**DESCRIPTION OF THE TASK:**
Rewrite each of the entries below, changing "Target" to "Label" wherever it occurs and leaving every other word and number unchanged.
-=-=-=-=-
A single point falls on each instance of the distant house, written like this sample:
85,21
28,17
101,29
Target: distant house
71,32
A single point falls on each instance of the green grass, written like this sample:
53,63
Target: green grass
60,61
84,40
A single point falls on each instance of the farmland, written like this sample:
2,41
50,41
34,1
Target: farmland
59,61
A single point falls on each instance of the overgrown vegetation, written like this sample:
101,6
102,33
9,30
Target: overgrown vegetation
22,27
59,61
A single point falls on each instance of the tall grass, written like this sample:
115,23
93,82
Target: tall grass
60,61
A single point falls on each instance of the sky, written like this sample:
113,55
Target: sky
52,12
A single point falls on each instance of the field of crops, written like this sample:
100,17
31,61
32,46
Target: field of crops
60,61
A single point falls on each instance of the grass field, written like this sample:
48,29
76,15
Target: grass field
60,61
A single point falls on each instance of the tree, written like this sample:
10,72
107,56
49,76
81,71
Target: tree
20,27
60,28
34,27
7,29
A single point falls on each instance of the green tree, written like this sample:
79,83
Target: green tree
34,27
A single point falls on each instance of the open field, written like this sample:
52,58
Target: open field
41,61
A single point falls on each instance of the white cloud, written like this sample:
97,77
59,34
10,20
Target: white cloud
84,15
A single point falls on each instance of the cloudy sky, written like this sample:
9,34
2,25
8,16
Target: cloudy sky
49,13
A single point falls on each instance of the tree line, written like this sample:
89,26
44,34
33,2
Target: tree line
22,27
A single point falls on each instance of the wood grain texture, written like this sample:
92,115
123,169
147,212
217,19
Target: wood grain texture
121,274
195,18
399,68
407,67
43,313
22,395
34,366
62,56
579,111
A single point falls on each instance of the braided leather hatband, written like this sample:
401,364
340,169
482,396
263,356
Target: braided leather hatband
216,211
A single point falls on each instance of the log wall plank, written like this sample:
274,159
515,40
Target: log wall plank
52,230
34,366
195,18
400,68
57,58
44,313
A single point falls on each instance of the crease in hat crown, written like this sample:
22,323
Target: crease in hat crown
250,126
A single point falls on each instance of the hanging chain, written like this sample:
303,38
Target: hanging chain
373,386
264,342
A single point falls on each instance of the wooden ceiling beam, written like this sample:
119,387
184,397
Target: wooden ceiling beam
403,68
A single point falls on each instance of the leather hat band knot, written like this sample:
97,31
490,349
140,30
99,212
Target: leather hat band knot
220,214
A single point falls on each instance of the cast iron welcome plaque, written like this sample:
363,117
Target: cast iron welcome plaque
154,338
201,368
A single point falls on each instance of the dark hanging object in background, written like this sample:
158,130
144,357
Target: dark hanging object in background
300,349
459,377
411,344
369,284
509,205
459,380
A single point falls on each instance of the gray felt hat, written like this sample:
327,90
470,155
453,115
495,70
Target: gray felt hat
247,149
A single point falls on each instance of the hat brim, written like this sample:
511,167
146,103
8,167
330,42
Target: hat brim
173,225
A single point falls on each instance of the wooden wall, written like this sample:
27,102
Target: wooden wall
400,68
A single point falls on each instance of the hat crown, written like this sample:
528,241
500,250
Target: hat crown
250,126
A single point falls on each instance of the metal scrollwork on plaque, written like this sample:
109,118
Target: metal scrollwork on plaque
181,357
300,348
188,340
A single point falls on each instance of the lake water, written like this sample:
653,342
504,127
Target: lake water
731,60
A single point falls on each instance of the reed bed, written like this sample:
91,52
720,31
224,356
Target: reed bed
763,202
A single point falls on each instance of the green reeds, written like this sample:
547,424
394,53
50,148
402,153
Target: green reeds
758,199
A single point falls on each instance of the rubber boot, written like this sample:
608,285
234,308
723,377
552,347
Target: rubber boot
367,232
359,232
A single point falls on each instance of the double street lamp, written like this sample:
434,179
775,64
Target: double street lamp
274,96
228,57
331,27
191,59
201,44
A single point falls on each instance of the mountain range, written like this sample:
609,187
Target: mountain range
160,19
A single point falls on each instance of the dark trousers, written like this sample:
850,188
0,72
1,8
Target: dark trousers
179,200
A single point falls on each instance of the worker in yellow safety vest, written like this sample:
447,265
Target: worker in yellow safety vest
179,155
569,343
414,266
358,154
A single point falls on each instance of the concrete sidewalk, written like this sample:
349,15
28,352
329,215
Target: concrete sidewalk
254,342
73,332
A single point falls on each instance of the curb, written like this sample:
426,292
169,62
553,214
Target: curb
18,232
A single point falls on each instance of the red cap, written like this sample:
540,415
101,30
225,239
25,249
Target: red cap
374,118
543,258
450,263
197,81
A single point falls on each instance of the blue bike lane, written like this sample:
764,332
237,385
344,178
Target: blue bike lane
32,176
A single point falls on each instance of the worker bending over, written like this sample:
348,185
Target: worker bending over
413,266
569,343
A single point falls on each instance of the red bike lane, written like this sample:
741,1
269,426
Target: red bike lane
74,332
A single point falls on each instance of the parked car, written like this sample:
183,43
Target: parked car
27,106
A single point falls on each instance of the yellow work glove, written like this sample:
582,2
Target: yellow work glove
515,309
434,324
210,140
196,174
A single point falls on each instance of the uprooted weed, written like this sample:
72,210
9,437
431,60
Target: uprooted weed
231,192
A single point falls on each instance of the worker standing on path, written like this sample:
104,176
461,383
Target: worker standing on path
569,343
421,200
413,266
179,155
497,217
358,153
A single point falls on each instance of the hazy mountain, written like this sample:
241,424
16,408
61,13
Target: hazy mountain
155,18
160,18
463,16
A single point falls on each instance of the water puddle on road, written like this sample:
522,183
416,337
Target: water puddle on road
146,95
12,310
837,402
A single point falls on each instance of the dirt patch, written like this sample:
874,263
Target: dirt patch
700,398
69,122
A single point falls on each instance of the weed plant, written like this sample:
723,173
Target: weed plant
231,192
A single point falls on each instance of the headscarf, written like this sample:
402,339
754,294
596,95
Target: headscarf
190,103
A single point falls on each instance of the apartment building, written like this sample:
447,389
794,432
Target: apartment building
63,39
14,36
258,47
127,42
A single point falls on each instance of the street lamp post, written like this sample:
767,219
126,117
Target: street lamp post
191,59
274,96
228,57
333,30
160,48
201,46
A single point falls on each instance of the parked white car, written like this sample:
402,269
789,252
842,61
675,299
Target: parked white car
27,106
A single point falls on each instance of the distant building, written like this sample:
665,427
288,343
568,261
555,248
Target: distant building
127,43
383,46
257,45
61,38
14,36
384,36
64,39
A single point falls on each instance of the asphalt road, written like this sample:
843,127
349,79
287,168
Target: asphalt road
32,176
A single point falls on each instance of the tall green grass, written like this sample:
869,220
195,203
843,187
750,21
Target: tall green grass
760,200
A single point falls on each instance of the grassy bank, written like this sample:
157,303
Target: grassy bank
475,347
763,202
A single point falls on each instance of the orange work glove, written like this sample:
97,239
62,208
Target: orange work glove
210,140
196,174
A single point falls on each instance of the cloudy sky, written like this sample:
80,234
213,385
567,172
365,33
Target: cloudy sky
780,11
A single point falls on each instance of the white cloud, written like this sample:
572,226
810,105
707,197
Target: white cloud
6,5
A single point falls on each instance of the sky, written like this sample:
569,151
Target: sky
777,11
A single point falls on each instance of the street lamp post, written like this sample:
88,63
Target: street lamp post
-=-=-=-=-
**WRITTEN REPLY:**
A single point falls on each instance of the distant house, written like this sample:
85,21
28,17
101,29
Label: distant house
71,32
A single point falls on each instance of the green grass, written like this sample:
53,63
Label: green grass
60,61
84,40
A single point falls on each instance of the farmland, written like this sample:
2,41
50,41
34,1
Label: farmland
59,61
A single point falls on each instance of the overgrown vegetation, written like this sample:
101,6
102,33
9,30
Label: overgrown vegetation
22,27
59,61
A single point falls on each instance of the tall grass, written like this sample:
115,23
93,82
Label: tall grass
60,61
A single point falls on each instance of the sky, written like this sample:
113,55
Label: sky
52,12
A single point falls on each instance of the field of crops, written like this sample:
100,17
31,61
32,46
Label: field of crops
60,61
A single point falls on each instance of the grass field, written like this sample:
48,29
76,15
Label: grass field
60,61
A single point falls on each instance of the tree, written like this sample:
10,72
107,56
49,76
81,71
Label: tree
20,27
60,28
34,27
7,29
A single point falls on each instance of the green tree, written like this sample:
79,83
Label: green tree
34,27
A single point falls on each instance of the open field, written like this sample:
52,58
Label: open field
41,61
A single point falls on each instance of the white cloud, written like this sample:
97,77
59,34
10,20
Label: white cloud
84,15
A single point falls on each instance of the cloudy sky, written like this sample:
9,34
2,25
8,16
Label: cloudy sky
49,13
A single point falls on each instance of the tree line, written like this sample:
89,26
44,34
33,2
Label: tree line
22,27
A single point falls on each instance of the wood grain texture, written like this sample:
92,115
123,169
147,212
217,19
Label: wood grain texture
121,274
195,18
399,68
407,67
43,313
22,395
34,366
62,56
579,111
A single point falls on each instance of the braided leather hatband, written like this sample:
401,364
340,169
482,396
263,356
Label: braided leather hatband
216,211
A single point falls on each instance of the log wall plank, written like this sample:
274,159
515,40
Label: log wall plank
52,230
34,366
195,18
400,68
57,58
44,313
A single point falls on each instance of the crease in hat crown, written like this sample:
22,323
Label: crease in hat crown
250,126
A single point falls on each instance of the hanging chain, written like this sample:
303,38
Label: hanging chain
373,386
264,342
A single point falls on each instance of the wooden ceiling beam, written like this sample:
119,387
184,397
Label: wooden ceiling beam
403,68
A single point falls on each instance of the leather hat band knot, written like this sample:
97,31
490,349
140,30
99,212
Label: leather hat band knot
220,214
A single point falls on each instance of the cast iron welcome plaque, written like this sample:
363,117
Label: cast iron welcome plaque
154,338
201,368
A single point falls on each instance of the dark hanging object in background, written like this sample:
158,130
144,357
Label: dark hanging object in background
300,349
459,377
411,344
369,284
509,205
459,380
A single point falls on each instance of the gray felt hat, written like this sample:
327,90
470,155
453,115
495,70
Label: gray felt hat
247,149
A single point falls on each instance of the hat brim, written like this sample:
511,167
146,103
8,167
330,42
Label: hat brim
173,225
A single point falls on each instance of the wooden wall, written like this sample:
27,102
Label: wooden wall
400,68
A single point falls on each instance of the hat crown, written like this sample:
528,241
500,250
Label: hat crown
250,126
A single point falls on each instance of the metal scrollwork on plaque, written like this sample:
109,118
Label: metal scrollwork on plaque
181,357
300,348
188,340
A single point falls on each instance of the lake water, written like this sample:
653,342
504,127
Label: lake water
731,60
A single point falls on each instance of the reed bed, written like this sample:
91,52
720,31
224,356
Label: reed bed
763,202
A single point falls on each instance of the green reeds, written like this sample:
547,424
394,53
50,148
402,153
Label: green reeds
758,199
A single point falls on each instance of the rubber boot, written like this sample:
608,285
234,308
723,377
552,347
Label: rubber boot
367,232
359,232
A single point falls on each instance of the double street lamp, written like this sample:
434,179
775,64
Label: double street lamp
274,96
228,57
331,27
191,59
201,44
A single point falls on each instance of the mountain range, written like this sample:
609,187
Label: mountain range
160,19
A single point falls on each instance of the dark trousers, written like this sample:
850,188
0,72
1,8
Label: dark trousers
179,200
A single point falls on each instance of the worker in yellow safety vest, written like this sample:
447,265
Label: worker in yellow safety vest
179,155
569,343
414,266
358,154
A single point falls on each instance of the concrete sidewalk, written like this sample:
349,15
28,352
329,215
Label: concrete sidewalk
254,342
73,332
A single point falls on each instance of the curb, written like this sample:
426,292
169,62
553,214
Label: curb
18,232
A single point falls on each instance of the red cap, written like this sample:
540,415
101,30
225,239
25,249
Label: red cap
374,118
543,258
450,263
197,81
A single point falls on each instance of the blue bike lane, written like this sample:
764,332
237,385
344,178
Label: blue bike lane
32,176
A single point falls on each instance of the worker bending over, written like this sample:
348,185
Label: worker bending over
413,266
569,343
A single point falls on each instance of the red bike lane, written like this sample:
741,1
269,426
Label: red bike lane
74,332
A single point falls on each instance of the parked car, written like this sample:
183,43
Label: parked car
27,106
A single point falls on each instance of the yellow work glove, written like this sample:
582,2
Label: yellow work glove
515,309
434,324
210,140
196,174
A single point falls on each instance of the uprooted weed, written like this sample:
72,210
9,437
431,60
Label: uprooted weed
231,192
A single point falls on each instance of the worker standing on path, written like this sample:
104,176
461,383
Label: worker standing on path
569,343
421,200
413,266
179,155
497,217
358,153
A single point falls on each instance of the hazy mountain, written like this sample:
241,424
16,408
61,13
Label: hazy mountain
155,18
160,18
463,16
A single point falls on each instance of the water puddle on road, written like this sample:
522,183
416,337
Label: water puddle on road
146,95
12,310
837,402
A single point falls on each instance of the dirt patch, written like this sample:
874,263
Label: dirt patch
700,398
69,122
A single point falls on each instance of the weed plant, written like this sample:
723,173
Label: weed plant
231,192
A single point falls on each instance of the headscarf, written like this sample:
402,339
754,294
596,95
Label: headscarf
190,103
A single point falls on each instance of the apartment building, written like this sample:
447,389
794,432
Label: apartment building
63,39
14,36
258,47
127,42
A single point falls on each instance of the street lamp post, written like this sample:
767,219
126,117
Label: street lamp post
191,59
274,96
228,57
333,30
160,48
201,46
A single point falls on each instance of the parked white car, written like this sample:
402,269
789,252
842,61
675,299
Label: parked white car
27,106
A single point falls on each instance of the distant building, written like this sample:
665,427
288,343
568,261
555,248
Label: distant building
127,43
383,46
257,45
61,38
14,36
384,36
64,39
A single point falls on each instance of the asphalt road, written like this sample:
843,127
349,79
287,168
Label: asphalt road
32,176
A single point falls on each instance of the tall green grass, written like this sample:
869,220
195,203
843,187
750,21
Label: tall green grass
760,200
A single point falls on each instance of the grassy bank, written like this sample:
157,303
Label: grassy bank
475,347
763,202
A single point falls on each instance of the orange work glove, written like this sample:
97,239
62,208
Label: orange work glove
210,140
196,174
A single point falls on each instance of the cloudy sky, written like this sample:
80,234
213,385
567,172
365,33
Label: cloudy sky
780,11
A single point falls on each instance of the white cloud, written like this sample:
572,226
810,105
707,197
Label: white cloud
6,5
A single point falls on each instance of the sky, written like this sample:
569,151
Label: sky
777,11
A single point falls on each instance of the street lamp post, written like this sample:
88,63
Label: street lamp post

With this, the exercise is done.